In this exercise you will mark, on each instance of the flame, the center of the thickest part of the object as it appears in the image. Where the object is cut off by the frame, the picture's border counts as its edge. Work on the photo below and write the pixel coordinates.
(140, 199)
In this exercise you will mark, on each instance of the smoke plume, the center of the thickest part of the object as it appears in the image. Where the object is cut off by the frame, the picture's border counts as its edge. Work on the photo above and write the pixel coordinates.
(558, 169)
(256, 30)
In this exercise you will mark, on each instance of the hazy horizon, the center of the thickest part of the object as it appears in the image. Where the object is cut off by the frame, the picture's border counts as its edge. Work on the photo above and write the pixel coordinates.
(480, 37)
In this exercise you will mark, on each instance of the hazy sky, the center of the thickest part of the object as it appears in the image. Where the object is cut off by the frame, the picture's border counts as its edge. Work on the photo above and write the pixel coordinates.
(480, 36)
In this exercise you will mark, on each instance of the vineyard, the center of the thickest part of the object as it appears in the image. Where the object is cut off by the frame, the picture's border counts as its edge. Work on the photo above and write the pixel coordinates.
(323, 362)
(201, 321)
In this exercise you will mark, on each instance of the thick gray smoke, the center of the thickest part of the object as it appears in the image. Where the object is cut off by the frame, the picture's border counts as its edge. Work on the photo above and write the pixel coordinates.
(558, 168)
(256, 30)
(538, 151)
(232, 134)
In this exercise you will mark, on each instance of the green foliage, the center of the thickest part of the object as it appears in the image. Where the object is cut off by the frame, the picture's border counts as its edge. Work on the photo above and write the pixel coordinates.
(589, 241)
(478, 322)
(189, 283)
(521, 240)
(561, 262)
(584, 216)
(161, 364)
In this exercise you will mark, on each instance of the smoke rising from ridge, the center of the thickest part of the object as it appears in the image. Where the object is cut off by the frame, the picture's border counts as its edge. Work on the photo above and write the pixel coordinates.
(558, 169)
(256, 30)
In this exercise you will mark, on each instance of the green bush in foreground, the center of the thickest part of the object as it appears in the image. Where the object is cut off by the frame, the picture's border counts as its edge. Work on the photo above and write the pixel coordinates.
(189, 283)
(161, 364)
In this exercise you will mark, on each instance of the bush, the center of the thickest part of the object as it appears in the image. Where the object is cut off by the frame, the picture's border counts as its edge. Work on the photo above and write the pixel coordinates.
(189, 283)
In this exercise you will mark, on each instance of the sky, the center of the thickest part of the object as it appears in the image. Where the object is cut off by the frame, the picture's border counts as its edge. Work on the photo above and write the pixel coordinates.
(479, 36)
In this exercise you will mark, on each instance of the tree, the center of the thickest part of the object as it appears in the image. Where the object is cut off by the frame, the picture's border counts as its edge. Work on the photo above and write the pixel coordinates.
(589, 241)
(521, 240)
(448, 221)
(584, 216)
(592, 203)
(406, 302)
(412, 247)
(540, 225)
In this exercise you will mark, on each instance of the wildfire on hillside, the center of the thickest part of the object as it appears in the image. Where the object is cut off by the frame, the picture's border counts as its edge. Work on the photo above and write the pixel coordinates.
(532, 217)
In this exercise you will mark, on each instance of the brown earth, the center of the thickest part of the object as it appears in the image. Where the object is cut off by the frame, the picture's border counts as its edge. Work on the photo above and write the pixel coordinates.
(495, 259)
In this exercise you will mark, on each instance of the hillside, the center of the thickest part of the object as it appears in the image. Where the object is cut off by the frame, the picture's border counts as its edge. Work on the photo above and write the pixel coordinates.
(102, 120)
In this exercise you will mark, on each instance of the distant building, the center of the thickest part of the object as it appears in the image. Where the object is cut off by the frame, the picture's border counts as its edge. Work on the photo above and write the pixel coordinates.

────────────────────

• _What you should do_: Write the entries out a second time. Match them exactly.

• _Completed exercise_:
In this exercise you will mark, on each instance of the flame, the center of the thickest part of the object as it appears in the image. Where the object is cut off by the frame, the picture's border counts as its edge. Work on the photo below and write the pixel coordinates.
(140, 199)
In this exercise you will mark, on each instance of the smoke plume, the center of the thickest part of the object as it appears in the image. Where the object is cut off by the frame, the picture's border counts as its edge. Work on the photo above and write the pixel coordinates.
(558, 169)
(256, 30)
In this exercise you will mark, on each instance of the hazy horizon, the center of the thickest part of the object as it appears in the image. Where the object is cut off by the frame, the picture's border counts as its edge. Work on the photo above and write the pixel coordinates.
(480, 37)
In this exercise you will mark, on each instance of the hazy sky, the center of the thickest part of the object as it appears in the image. Where the object is cut off by the frame, the picture's border counts as its edge. Work on the photo above and write the pixel coordinates.
(480, 36)
In this exercise you will mark, on each instance of the vineyard, the center of the thickest part of the object as it appears in the image. Where the object is cut off by the frame, the picture's border counts as its edge. Work on the photo above and write the pixel coordinates.
(323, 362)
(201, 321)
In this exercise you will mark, on each instance of the thick gray smoke, the center of the thickest part of the object as it appears in the image. Where the object is cut off by the frame, the picture's border counts as its edge. Work on the photo above and write the pixel coordinates.
(558, 168)
(256, 30)
(538, 151)
(232, 134)
In this exercise you will mark, on each instance of the green foliage, the center of the thickest part of the object as it appears in the image. Where the object is cut off by the frame, the picture's border counts as its edge. Work on the photo above and write the pixel coordinates.
(589, 241)
(478, 322)
(189, 283)
(521, 240)
(561, 262)
(584, 216)
(161, 364)
In this exercise you will mark, on each instance of the smoke rising from ridge, the center of the thickest part of the object as it appears in the image. Where the object is cut off by the frame, the picture's border counts as its edge. Work on the photo above and write the pixel coordinates.
(558, 169)
(256, 30)
In this exercise you will mark, on each instance of the green bush in foreground, the center of the thickest part of the object as it appears in the image. Where the object is cut off by the frame, the picture's border counts as its edge. Work on the photo above and write the pixel coordinates.
(189, 283)
(161, 364)
In this exercise you will mark, on each instance of the bush, the center of the thickest part of the object as it appears in the image. Where the object is cut off by the frame, the picture's border counts as its edge. Work on the photo above and write the pixel coordinates.
(189, 283)
In this exercise you will mark, on each instance of the sky, the center of the thickest part of the object as it appears in the image. Where the object is cut off by the frame, the picture's border counts as its edge. Work on the photo above and write the pixel coordinates.
(479, 36)
In this exercise you will mark, on each instance of the tree, the center of the thickest part of the object as it appears in the image. Where the object is cut off by the frame, the picture's border counts as its edge. Work on the photo above and write the pixel coordinates.
(589, 241)
(521, 240)
(448, 221)
(584, 216)
(592, 203)
(406, 302)
(412, 247)
(540, 225)
In this exercise you will mark, on each instance of the wildfire on hillside, the center of the thickest part of the object as it appears in the image. Where the object is cut off by the frame, the picture's border counts as its edge. Work on the photo above and write the pixel coordinates.
(532, 217)
In this exercise you will mark, on each instance of the brown earth, the center of the thickest part of the object as it appears in the image. Where the object is cut off by the frame, the picture's border counts as its edge. Work on the photo above and write the pixel coordinates.
(495, 259)
In this exercise you will mark, on each instance of the hillside, the center of the thickest part of the object as it appears in the image. Where the object is cut off by the frame, the picture's border counts as its edge. Work on the photo above and write the pixel coordinates.
(102, 120)
In this exercise you will mark, on each instance of the distant building, the center of the thickest part of the object as it appears in the image. Where the object is cut off by the frame, the picture's border counts as its edge. Work on the photo above and write the pixel coordinates.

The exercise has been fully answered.